◆ AUFGABEN:
[1] Stimmen die folgenden Aussagen mit dem Textauszug überein? Beantworten Sie jede mit Ja oder Nein und zitieren Sie dazu wörtlich die entscheidenden Worte des Textauszugs. (a) Mads Mikkelsen erhielt den Preis als bester Darsteller. (b) Der Film hat bereits einen deutschen Starttermin. (c) Der Trailer stellt Lucas eindeutig als schuldig dar.
[2] Drucken Sie aus dem Textauszug alles von „Mit Mads Mikkelsen, Thomas“ bis hinunter zu „mit engl. UT)“ unverändert ab.

◆ TEXTAUSZUG:
------------------------------------

Mit Mads Mikkelsen, Thomas Bo Larsen. Von Thomas Vinterberg, der nach Lars von Trier bekannteste Regisseur Dänemarks und Regisseur des sehr, sehr guten "Das Fest", dem vielleicht besten Dogma95 Film überhaupt.
Es geht um Lucas, einen Kindergärtner/Erzieher für Kindergartenkinder, der in große Probleme kommt, als ein kleines Mädchen behauptet, von ihm "angefasst" worden zu sein. Der Trailer ist relativ eindeutig darin, dass Lucas unschuldig ist, während die Eltern, ja die ganze Stadt eine Hetzjagt nach dem vermeintlichen Kinderschänder veranstalten, den sie für eindeutig schuldig halten. Denn warum sollte das Mädchen lügen? - Lief im Frühsommer in Cannes und erhielt da gemischte, aber überwiegend positive Kritiken und insgesamt drei Preise. Mads Mikkelsen erhielt den Preis als bester Darsteller.

Trailer @ YouTube (Dänisch mit engl. UT)

Mikkelsen ist es dann auch, der den Film bzw. erstmal nur den Trailer interessant macht. Gewagte, aber sehr spannende Geschichte. Sieht ziemlich gut aus, hat aber noch keinen D-Starttermin.

------------------------------------

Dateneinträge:

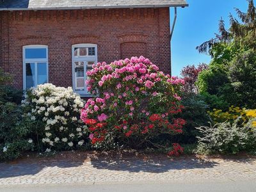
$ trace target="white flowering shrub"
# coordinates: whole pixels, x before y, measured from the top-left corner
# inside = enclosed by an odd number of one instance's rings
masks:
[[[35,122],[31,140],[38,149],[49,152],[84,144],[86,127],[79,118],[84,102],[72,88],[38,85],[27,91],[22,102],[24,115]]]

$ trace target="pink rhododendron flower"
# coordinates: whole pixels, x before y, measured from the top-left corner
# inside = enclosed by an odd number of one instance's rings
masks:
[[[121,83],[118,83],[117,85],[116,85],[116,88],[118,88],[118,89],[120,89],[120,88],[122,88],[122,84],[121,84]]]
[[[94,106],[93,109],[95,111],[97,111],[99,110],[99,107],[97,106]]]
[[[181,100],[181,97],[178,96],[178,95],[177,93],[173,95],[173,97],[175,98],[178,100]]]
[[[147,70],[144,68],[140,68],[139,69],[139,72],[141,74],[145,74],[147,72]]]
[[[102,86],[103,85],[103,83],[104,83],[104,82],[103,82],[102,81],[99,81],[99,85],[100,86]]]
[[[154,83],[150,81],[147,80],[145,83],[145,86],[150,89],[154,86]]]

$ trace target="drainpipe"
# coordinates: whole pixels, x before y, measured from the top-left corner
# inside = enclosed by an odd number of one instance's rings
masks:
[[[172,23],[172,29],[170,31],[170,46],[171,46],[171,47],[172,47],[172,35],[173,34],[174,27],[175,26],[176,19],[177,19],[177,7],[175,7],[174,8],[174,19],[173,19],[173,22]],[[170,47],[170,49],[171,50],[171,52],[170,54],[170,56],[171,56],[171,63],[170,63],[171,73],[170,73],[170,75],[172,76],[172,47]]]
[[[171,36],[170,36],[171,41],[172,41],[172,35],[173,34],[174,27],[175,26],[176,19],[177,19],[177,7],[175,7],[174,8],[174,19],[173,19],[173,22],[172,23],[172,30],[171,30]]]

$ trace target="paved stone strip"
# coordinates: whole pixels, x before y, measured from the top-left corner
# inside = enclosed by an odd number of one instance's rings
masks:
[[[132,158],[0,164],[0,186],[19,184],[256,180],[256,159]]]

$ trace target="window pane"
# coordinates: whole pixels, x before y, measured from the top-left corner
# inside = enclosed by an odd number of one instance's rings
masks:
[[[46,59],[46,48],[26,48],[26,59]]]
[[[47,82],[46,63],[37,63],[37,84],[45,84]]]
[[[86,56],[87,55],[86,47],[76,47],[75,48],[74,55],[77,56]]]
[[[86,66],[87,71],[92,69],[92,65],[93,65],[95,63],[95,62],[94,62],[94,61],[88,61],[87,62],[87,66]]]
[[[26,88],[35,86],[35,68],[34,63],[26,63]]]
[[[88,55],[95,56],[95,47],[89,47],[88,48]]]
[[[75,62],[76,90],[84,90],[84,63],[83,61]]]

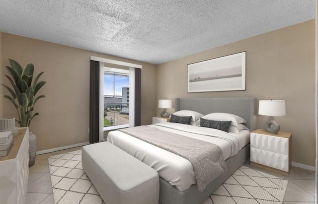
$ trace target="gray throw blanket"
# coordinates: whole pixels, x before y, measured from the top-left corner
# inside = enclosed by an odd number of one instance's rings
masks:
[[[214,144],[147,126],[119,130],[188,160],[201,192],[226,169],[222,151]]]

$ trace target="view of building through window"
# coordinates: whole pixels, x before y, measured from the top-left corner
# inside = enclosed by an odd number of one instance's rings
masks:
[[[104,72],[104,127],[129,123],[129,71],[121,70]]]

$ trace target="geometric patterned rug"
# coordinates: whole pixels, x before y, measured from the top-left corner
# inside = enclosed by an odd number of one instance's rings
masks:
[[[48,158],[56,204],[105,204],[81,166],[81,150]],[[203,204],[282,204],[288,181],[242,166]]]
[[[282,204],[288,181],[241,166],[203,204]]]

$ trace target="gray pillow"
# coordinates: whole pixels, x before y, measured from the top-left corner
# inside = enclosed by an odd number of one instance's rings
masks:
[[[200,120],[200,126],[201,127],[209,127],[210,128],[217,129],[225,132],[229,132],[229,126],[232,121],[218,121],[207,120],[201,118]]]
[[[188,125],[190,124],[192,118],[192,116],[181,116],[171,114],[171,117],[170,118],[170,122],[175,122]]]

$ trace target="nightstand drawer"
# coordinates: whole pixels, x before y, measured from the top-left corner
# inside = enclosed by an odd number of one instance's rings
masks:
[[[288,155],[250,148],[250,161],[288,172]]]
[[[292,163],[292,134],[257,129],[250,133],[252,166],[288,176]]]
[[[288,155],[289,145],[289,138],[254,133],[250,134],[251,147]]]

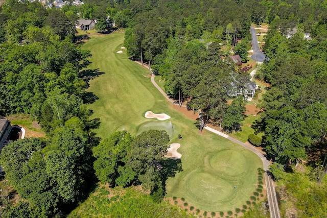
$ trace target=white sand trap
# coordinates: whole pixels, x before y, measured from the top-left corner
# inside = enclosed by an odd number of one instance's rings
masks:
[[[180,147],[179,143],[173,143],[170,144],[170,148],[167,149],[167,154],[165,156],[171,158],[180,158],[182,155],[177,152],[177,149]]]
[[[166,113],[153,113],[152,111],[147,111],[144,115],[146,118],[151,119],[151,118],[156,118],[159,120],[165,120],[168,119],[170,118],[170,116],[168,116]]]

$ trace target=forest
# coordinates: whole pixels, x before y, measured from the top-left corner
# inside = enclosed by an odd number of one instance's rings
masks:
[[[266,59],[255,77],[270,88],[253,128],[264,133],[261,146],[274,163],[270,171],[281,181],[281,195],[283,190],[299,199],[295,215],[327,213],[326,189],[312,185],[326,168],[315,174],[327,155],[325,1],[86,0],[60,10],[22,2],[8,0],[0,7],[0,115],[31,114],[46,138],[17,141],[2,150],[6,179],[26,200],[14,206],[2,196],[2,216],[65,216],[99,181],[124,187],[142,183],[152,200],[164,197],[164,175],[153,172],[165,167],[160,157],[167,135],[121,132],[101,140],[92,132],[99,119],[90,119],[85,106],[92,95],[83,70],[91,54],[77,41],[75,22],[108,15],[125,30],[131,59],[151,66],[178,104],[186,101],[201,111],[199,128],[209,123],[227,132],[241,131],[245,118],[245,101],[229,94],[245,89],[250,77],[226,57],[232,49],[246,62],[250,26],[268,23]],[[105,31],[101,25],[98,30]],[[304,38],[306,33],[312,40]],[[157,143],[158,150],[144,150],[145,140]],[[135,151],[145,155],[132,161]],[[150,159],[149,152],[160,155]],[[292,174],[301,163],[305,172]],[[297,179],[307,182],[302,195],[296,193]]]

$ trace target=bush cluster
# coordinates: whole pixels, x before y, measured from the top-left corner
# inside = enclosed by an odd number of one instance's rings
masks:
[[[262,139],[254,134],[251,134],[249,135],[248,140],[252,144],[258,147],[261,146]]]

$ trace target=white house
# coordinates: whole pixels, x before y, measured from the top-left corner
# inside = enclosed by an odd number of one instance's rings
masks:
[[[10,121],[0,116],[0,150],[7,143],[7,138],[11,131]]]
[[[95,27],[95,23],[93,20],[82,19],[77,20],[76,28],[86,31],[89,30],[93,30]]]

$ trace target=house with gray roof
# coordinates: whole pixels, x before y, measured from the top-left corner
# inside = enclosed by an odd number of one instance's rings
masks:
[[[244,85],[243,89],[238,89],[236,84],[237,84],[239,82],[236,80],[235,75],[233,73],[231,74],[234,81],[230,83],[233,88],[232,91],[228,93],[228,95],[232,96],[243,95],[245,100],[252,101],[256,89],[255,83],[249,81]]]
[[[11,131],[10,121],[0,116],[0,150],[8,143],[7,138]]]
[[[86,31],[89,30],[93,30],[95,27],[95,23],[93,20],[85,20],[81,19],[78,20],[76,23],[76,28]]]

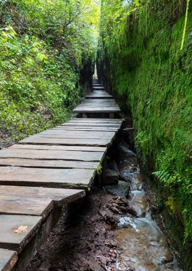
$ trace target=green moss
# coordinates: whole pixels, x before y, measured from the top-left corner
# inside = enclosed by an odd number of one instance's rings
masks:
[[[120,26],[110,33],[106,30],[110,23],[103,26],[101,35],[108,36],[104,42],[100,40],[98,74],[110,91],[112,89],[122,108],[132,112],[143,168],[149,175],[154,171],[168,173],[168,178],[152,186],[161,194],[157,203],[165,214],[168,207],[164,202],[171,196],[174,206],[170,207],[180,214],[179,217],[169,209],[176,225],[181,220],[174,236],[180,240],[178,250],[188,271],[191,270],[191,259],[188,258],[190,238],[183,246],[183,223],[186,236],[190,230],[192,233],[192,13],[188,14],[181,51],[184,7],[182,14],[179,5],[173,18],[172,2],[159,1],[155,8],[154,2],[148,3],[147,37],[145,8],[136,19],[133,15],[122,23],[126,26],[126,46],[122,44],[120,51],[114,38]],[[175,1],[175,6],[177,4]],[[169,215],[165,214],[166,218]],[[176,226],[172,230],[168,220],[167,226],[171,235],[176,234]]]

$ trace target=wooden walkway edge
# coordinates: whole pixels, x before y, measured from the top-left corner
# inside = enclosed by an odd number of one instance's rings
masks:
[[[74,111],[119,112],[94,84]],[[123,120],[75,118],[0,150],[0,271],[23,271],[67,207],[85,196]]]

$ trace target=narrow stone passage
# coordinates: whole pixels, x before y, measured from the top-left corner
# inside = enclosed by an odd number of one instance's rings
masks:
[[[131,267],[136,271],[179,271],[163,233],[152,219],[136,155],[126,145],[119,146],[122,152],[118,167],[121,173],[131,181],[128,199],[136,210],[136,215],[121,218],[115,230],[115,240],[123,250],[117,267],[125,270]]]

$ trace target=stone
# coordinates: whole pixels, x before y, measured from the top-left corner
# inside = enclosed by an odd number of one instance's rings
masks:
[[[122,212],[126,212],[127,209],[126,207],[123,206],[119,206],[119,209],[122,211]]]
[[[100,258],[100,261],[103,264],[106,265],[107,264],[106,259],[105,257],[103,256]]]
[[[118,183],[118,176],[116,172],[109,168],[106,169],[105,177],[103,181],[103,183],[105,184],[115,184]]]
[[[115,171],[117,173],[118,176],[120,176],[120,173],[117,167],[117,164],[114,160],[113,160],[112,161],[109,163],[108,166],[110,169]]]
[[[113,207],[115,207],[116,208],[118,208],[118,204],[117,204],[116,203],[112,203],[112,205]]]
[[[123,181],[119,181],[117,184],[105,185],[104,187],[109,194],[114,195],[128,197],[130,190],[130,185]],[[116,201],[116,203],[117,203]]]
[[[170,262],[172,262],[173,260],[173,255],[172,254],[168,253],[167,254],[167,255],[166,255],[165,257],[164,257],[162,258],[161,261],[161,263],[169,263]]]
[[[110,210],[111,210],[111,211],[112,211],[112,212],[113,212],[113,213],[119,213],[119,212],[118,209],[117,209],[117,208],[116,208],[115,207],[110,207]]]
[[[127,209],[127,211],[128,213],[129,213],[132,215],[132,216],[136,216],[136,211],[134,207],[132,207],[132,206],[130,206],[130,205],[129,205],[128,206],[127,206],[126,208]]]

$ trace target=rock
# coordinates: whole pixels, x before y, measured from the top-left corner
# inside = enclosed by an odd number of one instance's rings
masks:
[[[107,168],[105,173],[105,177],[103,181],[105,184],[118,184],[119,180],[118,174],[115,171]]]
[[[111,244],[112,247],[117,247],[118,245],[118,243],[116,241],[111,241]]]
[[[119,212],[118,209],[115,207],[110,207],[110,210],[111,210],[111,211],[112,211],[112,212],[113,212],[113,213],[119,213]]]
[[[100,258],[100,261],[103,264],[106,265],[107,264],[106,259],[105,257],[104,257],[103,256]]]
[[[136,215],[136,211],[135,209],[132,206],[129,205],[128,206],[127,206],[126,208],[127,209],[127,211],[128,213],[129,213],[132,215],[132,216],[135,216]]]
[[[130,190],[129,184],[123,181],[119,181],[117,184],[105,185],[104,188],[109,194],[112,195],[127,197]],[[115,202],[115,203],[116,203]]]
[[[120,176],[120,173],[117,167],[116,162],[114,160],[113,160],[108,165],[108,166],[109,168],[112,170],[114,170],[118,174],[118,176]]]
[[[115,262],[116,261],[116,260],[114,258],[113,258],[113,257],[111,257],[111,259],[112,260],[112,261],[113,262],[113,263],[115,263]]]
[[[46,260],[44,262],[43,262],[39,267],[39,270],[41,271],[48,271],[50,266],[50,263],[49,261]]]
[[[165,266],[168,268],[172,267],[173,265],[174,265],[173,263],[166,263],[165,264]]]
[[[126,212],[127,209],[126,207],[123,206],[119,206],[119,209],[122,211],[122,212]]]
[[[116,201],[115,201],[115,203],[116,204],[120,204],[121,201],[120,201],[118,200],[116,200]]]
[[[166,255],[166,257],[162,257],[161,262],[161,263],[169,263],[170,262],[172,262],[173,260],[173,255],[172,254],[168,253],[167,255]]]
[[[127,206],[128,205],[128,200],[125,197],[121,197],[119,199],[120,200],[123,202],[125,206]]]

------------------------------------

◆ LÖSUNGEN:
[1]
(a) Ja: „Mads Mikkelsen erhielt den Preis als bester Darsteller.“
(b) Nein: „hat aber noch keinen D-Starttermin“
(c) Nein: „Der Trailer ist relativ eindeutig darin, dass Lucas unschuldig ist“

[2]
Mit Mads Mikkelsen, Thomas Bo Larsen. Von Thomas Vinterberg, der nach Lars von Trier bekannteste Regisseur Dänemarks und Regisseur des sehr, sehr guten "Das Fest", dem vielleicht besten Dogma95 Film überhaupt.
Es geht um Lucas, einen Kindergärtner/Erzieher für Kindergartenkinder, der in große Probleme kommt, als ein kleines Mädchen behauptet, von ihm "angefasst" worden zu sein. Der Trailer ist relativ eindeutig darin, dass Lucas unschuldig ist, während die Eltern, ja die ganze Stadt eine Hetzjagt nach dem vermeintlichen Kinderschänder veranstalten, den sie für eindeutig schuldig halten. Denn warum sollte das Mädchen lügen? - Lief im Frühsommer in Cannes und erhielt da gemischte, aber überwiegend positive Kritiken und insgesamt drei Preise. Mads Mikkelsen erhielt den Preis als bester Darsteller.

Trailer @ YouTube (Dänisch mit engl. UT)